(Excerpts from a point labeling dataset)

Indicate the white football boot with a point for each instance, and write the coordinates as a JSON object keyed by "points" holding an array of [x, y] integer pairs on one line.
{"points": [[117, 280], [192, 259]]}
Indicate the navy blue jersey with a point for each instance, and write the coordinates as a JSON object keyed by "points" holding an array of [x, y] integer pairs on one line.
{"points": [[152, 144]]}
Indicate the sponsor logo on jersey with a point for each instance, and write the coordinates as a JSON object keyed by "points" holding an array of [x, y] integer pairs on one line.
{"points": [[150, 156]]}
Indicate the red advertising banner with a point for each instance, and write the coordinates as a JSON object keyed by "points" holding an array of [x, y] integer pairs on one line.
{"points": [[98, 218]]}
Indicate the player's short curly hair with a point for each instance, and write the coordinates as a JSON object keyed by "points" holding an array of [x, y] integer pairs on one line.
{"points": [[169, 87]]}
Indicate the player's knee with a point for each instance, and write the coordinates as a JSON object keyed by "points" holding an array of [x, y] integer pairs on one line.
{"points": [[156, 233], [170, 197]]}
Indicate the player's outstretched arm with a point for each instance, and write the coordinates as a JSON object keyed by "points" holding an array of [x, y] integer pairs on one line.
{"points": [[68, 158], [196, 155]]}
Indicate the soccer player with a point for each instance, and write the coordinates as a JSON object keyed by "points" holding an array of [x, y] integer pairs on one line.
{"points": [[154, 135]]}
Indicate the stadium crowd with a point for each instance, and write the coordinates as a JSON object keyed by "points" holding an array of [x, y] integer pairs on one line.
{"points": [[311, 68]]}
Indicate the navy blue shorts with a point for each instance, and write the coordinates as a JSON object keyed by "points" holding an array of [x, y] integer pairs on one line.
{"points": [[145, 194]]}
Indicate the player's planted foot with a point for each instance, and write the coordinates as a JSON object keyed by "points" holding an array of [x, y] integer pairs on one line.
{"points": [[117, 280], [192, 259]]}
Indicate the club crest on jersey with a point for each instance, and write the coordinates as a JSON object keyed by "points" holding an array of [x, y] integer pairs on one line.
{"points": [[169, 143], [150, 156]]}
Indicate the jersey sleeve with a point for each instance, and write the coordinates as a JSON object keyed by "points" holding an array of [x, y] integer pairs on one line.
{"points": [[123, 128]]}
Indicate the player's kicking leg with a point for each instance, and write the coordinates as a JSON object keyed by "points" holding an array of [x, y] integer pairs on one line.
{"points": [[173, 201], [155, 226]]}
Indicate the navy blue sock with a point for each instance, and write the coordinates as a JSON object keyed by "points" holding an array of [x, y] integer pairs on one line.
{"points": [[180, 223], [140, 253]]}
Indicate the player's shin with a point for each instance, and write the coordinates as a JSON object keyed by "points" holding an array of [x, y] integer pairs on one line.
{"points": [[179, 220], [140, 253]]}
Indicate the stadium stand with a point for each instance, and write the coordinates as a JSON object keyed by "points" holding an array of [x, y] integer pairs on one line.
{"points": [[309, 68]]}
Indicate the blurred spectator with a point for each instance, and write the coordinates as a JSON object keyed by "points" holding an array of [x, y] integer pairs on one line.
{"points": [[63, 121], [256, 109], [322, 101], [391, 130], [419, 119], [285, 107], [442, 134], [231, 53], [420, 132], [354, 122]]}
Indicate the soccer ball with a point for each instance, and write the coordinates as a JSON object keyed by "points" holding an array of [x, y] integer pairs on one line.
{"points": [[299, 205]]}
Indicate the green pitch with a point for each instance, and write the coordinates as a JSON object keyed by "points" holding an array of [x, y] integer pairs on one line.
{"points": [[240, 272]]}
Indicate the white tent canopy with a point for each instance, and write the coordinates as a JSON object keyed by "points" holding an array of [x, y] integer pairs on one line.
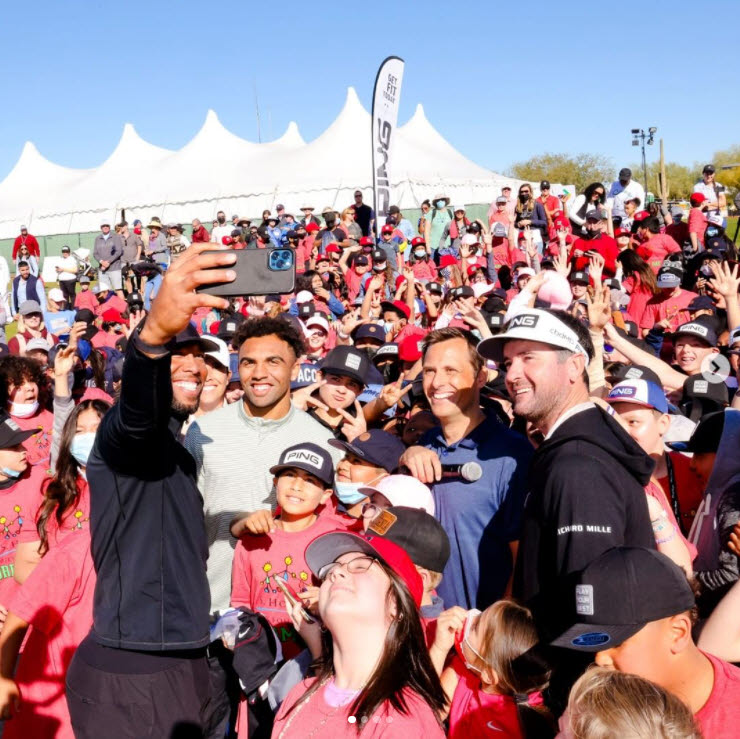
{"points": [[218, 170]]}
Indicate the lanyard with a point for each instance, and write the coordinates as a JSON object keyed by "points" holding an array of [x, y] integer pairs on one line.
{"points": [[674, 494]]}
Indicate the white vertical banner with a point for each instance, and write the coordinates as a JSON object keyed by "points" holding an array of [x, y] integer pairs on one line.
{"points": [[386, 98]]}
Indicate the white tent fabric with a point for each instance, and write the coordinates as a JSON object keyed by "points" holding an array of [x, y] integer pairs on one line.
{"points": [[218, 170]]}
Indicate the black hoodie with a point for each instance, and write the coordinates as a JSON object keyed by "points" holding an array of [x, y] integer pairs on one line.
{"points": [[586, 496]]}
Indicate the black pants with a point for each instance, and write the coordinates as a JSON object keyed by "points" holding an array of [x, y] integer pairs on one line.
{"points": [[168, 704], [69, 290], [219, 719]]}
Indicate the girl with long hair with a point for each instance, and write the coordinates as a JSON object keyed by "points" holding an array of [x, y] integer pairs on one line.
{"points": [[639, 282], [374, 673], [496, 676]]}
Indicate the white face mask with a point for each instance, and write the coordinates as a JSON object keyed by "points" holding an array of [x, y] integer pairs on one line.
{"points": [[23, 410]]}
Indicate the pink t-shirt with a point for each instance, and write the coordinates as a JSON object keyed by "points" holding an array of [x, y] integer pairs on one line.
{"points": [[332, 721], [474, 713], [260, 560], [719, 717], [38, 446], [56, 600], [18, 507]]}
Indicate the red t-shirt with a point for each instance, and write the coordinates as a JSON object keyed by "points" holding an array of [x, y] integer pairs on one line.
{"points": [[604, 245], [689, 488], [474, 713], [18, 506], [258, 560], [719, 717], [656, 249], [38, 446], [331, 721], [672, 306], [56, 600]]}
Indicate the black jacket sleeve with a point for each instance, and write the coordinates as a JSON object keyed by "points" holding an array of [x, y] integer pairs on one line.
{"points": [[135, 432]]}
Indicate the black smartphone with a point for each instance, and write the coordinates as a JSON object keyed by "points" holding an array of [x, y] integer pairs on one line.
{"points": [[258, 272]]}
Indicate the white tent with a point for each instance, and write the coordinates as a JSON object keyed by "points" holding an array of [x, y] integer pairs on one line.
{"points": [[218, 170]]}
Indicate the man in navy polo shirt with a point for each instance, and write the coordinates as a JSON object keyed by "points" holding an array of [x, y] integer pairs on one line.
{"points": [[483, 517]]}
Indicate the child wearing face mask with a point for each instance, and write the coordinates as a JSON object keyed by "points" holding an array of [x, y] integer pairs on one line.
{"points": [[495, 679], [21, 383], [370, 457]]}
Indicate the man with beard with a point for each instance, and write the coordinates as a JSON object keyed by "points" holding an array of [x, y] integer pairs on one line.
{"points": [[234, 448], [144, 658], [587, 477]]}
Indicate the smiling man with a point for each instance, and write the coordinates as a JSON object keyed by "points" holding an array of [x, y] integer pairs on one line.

---

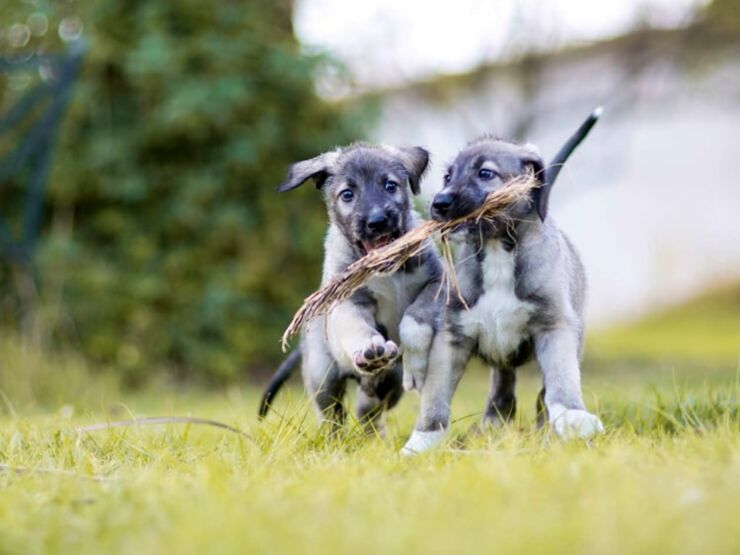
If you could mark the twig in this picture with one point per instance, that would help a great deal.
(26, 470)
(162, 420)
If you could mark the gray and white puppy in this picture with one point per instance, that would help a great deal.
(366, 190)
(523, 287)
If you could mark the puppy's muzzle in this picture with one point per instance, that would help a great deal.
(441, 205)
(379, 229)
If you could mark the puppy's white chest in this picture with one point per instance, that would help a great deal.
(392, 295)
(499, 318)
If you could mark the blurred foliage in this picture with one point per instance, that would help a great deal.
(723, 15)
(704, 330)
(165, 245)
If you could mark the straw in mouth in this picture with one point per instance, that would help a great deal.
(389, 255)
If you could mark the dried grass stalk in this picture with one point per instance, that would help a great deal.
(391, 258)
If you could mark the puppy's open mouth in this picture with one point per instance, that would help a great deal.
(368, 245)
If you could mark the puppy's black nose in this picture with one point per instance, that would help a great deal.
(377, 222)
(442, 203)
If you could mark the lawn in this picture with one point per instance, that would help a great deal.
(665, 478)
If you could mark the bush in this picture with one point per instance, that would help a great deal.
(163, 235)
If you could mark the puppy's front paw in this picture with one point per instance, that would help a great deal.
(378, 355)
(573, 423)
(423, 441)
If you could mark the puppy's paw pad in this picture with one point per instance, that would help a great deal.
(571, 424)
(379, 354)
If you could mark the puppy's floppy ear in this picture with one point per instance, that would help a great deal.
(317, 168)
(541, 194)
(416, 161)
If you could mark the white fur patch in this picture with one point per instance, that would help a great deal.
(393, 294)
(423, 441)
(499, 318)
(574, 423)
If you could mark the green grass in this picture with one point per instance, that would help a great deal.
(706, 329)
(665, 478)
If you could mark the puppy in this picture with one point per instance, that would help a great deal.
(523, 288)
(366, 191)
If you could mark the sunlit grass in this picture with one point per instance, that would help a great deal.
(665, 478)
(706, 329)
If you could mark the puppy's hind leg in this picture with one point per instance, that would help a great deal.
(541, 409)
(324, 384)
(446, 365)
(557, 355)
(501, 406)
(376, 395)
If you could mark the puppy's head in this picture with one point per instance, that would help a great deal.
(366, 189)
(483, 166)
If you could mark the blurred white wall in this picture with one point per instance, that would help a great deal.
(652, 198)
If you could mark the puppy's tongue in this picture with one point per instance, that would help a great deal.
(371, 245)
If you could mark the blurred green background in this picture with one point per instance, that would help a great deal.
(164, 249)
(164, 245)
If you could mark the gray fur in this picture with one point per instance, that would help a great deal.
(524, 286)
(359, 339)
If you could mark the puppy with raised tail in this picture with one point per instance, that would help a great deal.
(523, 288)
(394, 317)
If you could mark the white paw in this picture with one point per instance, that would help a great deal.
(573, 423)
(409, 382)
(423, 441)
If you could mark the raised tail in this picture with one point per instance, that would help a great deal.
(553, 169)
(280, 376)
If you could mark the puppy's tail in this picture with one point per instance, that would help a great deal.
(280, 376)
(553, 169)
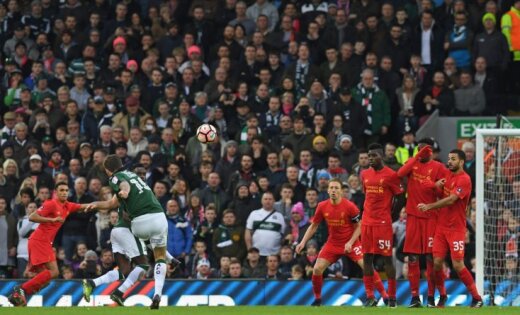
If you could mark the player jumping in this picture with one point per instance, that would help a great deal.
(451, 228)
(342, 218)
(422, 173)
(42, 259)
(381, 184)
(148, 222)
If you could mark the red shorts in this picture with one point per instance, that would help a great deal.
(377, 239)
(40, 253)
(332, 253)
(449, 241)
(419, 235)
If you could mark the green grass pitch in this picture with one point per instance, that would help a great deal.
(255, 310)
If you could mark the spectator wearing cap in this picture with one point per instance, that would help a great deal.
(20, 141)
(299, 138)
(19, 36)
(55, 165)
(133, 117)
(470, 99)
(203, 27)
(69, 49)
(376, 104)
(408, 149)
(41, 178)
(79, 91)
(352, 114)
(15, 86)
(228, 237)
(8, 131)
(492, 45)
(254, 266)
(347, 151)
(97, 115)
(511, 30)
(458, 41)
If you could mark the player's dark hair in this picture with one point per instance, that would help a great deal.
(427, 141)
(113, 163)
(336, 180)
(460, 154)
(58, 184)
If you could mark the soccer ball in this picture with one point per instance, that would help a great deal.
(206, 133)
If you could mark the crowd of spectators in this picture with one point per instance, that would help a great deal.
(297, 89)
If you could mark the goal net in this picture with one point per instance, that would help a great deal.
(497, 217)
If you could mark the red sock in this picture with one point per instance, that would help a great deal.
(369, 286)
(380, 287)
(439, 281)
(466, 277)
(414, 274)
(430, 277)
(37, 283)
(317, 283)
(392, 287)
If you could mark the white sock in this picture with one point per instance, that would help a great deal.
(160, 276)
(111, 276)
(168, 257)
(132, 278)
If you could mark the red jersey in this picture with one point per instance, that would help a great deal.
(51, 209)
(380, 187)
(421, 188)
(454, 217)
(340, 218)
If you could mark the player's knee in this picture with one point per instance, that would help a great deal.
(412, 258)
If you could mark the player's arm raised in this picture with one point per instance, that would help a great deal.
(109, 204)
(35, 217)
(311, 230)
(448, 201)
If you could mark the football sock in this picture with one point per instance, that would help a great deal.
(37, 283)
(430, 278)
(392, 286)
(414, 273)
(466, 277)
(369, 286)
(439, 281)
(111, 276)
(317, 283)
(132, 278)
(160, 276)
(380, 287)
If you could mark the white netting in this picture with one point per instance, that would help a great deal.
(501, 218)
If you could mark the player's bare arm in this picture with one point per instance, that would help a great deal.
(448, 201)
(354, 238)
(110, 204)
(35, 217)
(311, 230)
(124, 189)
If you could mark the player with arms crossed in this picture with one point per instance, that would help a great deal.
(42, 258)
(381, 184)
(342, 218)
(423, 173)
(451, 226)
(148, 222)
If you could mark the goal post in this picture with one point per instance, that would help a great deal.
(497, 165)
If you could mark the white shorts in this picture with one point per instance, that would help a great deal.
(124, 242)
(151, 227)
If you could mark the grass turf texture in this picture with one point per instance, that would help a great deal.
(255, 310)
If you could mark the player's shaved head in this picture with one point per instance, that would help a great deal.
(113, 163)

DO THIS:
Count the lines of the data above that contain the string "blue", and reply with the number alone.

REPLY:
3